• _Passage given_:
<<<<
To me: Fresh Orval has that crispness to it that I associate with Brett in clean beers, an almost dry, brut-type of finish. I may be associating something else that is making that and falsely equating it, but it is unique to Orval, for me. Older Orval just gets more dry to me. Like all clean Brett beers do in my opinion. There isn't anything funking it up, it's just Brett, and a clean fermenting sacch. Though the Brett could play with the phenols from the sacch that was used to produce some funk - the lack of phenols prevent this, in my opinion. Mostly, in Orval - to me, it translates to dry and less hops the longer it sits. The sacch they use is very clean I believe, which limits the phenolic production and thus the interaction between them and the Brett.
I have some 20 year old Orval that tastes pretty close to 1 year old, just super-dry, no hops, and no funk. When I'd drive to Orval and pick up my share, and the Petit available only there, it would be similar, just a bit hoppier, slightly sweeter, and no funk. I'd have more, but America thinks the beer should cost 6 bucks a bottle! When I was buying it at soda prices it was more doable.
>>>>
Entries from a point annotation set
<<<<
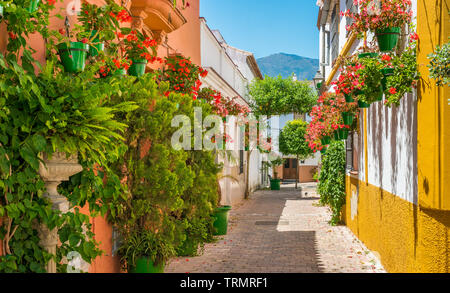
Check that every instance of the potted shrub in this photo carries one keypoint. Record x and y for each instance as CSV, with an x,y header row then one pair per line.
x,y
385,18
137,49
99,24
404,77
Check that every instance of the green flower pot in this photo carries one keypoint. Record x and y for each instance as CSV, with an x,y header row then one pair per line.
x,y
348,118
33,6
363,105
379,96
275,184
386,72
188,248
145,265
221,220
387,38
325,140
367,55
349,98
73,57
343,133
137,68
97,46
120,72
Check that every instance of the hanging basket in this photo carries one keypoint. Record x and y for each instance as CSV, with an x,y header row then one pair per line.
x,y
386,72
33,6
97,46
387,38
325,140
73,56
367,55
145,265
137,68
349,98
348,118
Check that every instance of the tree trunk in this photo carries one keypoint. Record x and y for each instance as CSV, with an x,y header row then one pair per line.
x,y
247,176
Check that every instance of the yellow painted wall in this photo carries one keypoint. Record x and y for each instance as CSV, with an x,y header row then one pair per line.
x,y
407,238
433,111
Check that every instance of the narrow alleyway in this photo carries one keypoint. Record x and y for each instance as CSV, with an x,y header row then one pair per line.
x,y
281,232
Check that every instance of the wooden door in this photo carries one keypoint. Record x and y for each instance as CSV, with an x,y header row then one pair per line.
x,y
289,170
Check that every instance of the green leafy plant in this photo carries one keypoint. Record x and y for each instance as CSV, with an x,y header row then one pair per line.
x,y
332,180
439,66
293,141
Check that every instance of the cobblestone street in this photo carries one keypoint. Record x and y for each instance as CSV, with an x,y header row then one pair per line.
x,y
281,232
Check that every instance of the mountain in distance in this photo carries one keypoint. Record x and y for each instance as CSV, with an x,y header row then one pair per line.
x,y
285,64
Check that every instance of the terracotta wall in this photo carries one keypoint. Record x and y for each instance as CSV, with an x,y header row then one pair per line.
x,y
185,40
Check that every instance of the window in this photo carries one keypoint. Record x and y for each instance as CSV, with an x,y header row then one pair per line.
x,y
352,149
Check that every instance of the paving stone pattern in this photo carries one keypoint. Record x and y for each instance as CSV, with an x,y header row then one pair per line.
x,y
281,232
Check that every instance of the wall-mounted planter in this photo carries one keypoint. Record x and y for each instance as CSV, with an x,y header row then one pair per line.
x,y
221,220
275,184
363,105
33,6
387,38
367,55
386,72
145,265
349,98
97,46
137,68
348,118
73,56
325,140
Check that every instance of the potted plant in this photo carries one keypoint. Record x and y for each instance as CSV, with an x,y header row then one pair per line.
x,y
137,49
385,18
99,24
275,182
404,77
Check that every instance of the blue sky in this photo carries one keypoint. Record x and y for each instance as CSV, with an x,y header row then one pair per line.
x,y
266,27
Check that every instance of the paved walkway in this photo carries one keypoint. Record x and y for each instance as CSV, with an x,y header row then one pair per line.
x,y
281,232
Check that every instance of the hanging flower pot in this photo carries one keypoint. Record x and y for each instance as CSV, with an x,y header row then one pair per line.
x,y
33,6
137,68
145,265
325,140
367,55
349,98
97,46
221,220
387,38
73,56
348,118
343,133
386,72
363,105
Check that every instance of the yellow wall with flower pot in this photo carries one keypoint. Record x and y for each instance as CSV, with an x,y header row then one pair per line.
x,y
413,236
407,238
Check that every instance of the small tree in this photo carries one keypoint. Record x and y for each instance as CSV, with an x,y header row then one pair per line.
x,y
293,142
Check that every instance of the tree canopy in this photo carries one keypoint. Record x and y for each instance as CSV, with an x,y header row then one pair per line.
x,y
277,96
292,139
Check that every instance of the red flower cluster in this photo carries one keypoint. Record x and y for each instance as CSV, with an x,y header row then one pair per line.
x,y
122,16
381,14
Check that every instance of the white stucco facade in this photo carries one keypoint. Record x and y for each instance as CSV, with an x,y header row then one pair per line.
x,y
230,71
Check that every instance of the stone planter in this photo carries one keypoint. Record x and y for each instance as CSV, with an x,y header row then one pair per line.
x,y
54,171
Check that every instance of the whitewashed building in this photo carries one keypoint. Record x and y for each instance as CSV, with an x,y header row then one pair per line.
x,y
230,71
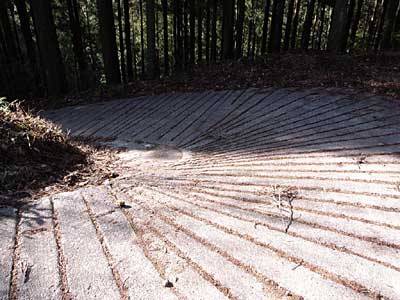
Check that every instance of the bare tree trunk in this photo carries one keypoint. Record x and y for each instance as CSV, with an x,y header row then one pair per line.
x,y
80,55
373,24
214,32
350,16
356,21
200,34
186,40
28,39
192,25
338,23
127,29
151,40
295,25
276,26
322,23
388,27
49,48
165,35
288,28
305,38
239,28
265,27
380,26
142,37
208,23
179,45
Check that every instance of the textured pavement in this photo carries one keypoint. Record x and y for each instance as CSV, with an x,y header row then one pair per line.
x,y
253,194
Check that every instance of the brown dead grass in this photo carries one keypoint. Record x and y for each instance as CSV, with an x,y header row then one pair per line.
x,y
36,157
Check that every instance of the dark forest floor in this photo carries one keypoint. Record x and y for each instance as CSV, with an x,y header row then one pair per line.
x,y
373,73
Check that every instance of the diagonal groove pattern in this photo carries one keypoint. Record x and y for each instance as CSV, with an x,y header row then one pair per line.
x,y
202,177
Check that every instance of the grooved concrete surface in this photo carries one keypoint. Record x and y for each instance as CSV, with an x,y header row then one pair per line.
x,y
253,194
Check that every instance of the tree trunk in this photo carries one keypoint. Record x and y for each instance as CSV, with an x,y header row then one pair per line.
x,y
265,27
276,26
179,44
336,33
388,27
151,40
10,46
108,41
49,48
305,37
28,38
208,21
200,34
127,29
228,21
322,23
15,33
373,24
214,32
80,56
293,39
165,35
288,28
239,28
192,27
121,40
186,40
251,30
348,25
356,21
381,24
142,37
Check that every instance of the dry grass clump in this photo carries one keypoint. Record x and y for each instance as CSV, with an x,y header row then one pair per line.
>>>>
• _To be done_:
A. Find each line in the entries that contains the string "pattern" and copy those lines.
B. Resume the passage about Orval beer, starting right after its last sentence.
The passage about Orval beer and the entries are unrelated to each other.

• _Final results_:
A.
Check that every instance of the paving stone pattern in this photo carries one keypoint. Record x and y for each instance as CSV, with an x,y header row then one pair per line.
Check that every instance of the diagonal groove pattern in this photo carries one keypoint. Record x and y for each instance as CSV, with an x,y header row then one pair per line.

B.
I wish I would get this funk people keep referencing in Orval, but I have yet to find it. Tart, dry, crisp - yes. Maybe I just don't notice it? But I really love sour and funky beers, brew them all the time, and drink and visit as many producers of it as I can. I seek them out to judge in comps, so I think I know them well enough.
I've also heard that Orval purposely puts a different strain in at bottling to thwart would be yeast ranching...but that is based on hearsay and conjecture. I cannot confirm this. It is just from the rumors people keep stirring. And a different strain of Brett at that!
MTF has a very in depth analysis on Orval...but Orval is a super-clean beer before any Brett, as I understand it.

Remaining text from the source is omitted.